### WRITTEN TASK A
Decide whether each statement about the refactoring post agrees with it: (i) the refactoring covers MeasurementResults and the BaselineEvaluator; (ii) the changes were tested on a remote server; (iii) the recipe imports ContainerPoolManager. Answer yes or no for each, and quote the words of the post that decide it.

### DOCUMENT SEGMENT
***
Refactor measurements evaluations

olichtne commented 11 months ago

Description

This implements some much needed refactoring of MeasurementResults and the BaselineEvaluator and as such brings some reduction and unification of the relevant code.

Tests

Tested locally with some custom changes to use the "current result -> baseline result" and "threshold = 1" code adjustments with the following recipe:

#!/usr/bin/env python3

from lnst.Recipes.ENRT.SimpleNetworkRecipe import SimpleNetworkRecipe
from lnst.Controller.ContainerPoolManager import ContainerPoolManager
from lnst.Controller.MachineMapper import ContainerMapper
from lnst.Controller import Controller
from lnst.Controller.RunSummaryFormatters import HumanReadableRunSummaryFormatter
from lnst.Controller.RecipeResults import ResultLevel
import logging

from lnst.RecipeCommon.Perf.Evaluators.BaselineCPUAverageEvaluator import BaselineCPUAverageEvaluator
from lnst.RecipeCommon.Perf.Evaluators.BaselineEvaluator import BaselineEvaluator

class SimpleNetworkRecipe(SimpleNetworkRecipe):
    @property
    def net_perf_evaluators(self):
        parent = list(super().net_perf_evaluators)
***
### WRITTEN TASK B
Pull out every line of the rows that contains the word "blue".

[Items stored from a collection]
***
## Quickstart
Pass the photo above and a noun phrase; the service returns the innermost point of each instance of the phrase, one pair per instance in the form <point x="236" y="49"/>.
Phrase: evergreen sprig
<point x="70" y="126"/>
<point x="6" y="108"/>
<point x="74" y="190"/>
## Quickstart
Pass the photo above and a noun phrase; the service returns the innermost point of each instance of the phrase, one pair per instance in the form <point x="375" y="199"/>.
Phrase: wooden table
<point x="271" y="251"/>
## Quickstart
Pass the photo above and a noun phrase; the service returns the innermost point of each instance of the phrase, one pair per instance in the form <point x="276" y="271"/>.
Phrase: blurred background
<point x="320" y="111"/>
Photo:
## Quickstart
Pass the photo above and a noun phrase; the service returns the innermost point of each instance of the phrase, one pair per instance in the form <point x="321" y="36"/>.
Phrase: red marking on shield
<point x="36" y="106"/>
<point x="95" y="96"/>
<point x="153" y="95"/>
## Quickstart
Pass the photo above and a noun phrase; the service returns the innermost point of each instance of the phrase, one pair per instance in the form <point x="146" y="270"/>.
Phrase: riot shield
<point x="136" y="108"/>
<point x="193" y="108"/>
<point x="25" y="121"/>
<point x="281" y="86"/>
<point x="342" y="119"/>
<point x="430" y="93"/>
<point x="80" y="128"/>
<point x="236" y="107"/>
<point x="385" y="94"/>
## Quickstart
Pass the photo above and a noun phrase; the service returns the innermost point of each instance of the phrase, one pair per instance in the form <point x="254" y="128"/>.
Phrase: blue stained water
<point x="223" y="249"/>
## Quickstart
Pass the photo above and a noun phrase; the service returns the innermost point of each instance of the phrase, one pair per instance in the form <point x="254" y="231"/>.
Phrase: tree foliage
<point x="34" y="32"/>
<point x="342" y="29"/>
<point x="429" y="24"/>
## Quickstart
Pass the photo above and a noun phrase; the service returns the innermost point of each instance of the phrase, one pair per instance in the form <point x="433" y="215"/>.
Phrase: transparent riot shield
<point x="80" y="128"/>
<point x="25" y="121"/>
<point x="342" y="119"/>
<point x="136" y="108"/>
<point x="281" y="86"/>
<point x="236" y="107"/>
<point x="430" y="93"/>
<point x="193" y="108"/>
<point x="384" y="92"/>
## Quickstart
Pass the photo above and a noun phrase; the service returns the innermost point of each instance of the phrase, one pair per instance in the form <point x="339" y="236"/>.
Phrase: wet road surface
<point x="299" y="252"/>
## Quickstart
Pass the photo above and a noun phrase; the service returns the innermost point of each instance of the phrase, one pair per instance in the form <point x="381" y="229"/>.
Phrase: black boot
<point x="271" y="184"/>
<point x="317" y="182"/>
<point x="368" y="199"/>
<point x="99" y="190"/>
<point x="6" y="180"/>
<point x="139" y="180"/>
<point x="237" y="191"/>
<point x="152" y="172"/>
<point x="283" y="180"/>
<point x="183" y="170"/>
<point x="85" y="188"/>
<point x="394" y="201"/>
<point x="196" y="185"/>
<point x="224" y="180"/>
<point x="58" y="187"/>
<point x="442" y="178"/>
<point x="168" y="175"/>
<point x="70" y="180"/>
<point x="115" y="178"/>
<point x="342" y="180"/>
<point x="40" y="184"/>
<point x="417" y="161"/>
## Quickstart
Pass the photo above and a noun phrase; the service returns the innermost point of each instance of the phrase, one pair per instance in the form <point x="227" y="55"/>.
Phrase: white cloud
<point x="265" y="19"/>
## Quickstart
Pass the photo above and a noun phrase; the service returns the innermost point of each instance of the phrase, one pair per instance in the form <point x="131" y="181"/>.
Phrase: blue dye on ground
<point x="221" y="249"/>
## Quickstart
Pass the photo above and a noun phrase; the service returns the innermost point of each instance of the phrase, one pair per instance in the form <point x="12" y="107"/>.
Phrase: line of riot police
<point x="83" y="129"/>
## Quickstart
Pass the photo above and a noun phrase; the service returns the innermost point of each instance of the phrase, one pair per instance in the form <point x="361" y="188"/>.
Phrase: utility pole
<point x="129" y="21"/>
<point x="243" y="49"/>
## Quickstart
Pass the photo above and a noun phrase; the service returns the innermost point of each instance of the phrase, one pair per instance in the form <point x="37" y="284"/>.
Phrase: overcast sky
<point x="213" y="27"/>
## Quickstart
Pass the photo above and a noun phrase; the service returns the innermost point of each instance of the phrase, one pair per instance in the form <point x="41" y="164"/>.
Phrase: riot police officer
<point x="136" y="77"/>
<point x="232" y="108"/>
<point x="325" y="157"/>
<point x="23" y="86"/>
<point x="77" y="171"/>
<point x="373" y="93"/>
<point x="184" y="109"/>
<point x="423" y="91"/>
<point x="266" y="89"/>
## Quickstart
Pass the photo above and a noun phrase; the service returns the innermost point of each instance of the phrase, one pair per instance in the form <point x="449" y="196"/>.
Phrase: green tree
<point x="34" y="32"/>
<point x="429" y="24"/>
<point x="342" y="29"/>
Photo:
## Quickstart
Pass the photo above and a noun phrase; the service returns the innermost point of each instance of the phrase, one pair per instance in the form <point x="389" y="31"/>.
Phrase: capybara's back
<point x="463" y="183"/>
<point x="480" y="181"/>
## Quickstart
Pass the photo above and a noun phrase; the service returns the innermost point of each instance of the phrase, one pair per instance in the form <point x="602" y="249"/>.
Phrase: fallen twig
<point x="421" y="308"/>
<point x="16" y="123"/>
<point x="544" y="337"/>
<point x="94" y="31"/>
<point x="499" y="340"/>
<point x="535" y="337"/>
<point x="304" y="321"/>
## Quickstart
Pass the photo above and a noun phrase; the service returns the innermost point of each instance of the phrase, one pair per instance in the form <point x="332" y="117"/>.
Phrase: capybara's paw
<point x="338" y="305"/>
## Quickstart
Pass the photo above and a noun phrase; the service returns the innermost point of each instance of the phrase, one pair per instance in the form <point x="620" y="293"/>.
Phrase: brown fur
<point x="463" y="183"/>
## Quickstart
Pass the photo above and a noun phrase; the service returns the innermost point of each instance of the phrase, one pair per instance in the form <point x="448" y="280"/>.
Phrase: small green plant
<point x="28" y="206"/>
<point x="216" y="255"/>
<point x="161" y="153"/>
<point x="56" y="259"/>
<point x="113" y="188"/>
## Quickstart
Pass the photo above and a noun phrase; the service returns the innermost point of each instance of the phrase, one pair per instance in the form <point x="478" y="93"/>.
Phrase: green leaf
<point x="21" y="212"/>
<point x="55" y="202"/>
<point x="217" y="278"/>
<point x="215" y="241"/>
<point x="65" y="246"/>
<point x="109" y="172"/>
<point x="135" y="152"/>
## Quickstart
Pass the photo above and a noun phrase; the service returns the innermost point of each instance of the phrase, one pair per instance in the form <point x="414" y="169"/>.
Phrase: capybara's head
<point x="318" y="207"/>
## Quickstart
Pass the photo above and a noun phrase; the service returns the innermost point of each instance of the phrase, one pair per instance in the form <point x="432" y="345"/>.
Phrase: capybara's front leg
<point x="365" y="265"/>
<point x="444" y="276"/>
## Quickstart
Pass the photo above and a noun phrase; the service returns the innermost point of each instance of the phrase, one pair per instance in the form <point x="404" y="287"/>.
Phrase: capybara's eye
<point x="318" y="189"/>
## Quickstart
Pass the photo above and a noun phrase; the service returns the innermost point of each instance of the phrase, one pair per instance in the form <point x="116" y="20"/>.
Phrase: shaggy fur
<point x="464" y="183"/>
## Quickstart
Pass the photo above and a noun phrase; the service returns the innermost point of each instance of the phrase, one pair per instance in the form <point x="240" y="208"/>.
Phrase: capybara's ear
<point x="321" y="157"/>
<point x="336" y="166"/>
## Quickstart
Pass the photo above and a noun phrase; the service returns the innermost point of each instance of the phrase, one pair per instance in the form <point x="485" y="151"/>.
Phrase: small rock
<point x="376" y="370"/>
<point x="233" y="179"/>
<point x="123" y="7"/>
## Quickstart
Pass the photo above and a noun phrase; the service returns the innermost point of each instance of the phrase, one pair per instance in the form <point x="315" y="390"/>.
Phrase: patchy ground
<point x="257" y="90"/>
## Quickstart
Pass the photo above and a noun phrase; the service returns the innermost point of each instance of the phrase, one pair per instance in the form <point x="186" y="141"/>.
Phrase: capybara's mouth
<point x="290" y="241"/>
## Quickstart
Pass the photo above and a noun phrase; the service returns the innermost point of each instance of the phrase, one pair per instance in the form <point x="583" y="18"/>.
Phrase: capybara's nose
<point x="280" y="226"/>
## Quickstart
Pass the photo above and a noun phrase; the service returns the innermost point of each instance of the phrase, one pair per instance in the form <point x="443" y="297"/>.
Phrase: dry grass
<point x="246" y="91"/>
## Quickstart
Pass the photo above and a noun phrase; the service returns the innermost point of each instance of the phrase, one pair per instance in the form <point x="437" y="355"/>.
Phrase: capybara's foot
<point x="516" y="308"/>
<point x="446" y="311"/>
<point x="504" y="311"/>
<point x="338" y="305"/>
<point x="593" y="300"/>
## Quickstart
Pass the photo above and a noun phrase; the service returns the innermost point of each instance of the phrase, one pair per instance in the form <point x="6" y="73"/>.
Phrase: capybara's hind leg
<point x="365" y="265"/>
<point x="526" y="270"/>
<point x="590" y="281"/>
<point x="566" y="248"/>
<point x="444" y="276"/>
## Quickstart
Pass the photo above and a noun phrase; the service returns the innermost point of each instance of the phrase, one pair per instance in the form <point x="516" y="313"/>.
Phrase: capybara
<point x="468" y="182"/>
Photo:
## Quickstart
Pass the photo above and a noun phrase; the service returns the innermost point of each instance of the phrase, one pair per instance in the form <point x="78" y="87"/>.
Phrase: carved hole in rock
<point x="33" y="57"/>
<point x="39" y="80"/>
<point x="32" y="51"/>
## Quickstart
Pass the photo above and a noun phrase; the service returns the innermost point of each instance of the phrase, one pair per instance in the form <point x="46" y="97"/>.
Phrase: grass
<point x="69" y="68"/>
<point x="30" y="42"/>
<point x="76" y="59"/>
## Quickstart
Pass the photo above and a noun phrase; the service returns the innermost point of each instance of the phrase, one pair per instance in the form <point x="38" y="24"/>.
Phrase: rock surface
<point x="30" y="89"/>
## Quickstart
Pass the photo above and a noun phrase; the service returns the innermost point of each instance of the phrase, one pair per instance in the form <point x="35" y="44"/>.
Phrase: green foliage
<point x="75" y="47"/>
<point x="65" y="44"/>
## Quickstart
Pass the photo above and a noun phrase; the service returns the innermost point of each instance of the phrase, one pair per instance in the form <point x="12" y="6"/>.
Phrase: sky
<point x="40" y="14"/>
***
### FINAL RESULT A
(i) Yes: "This implements some much needed refactoring of MeasurementResults and the BaselineEvaluator"
(ii) No: "Tested locally"
(iii) Yes: "from lnst.Controller.ContainerPoolManager import ContainerPoolManager"

### FINAL RESULT B
Phrase: blue stained water
Phrase: blue dye on ground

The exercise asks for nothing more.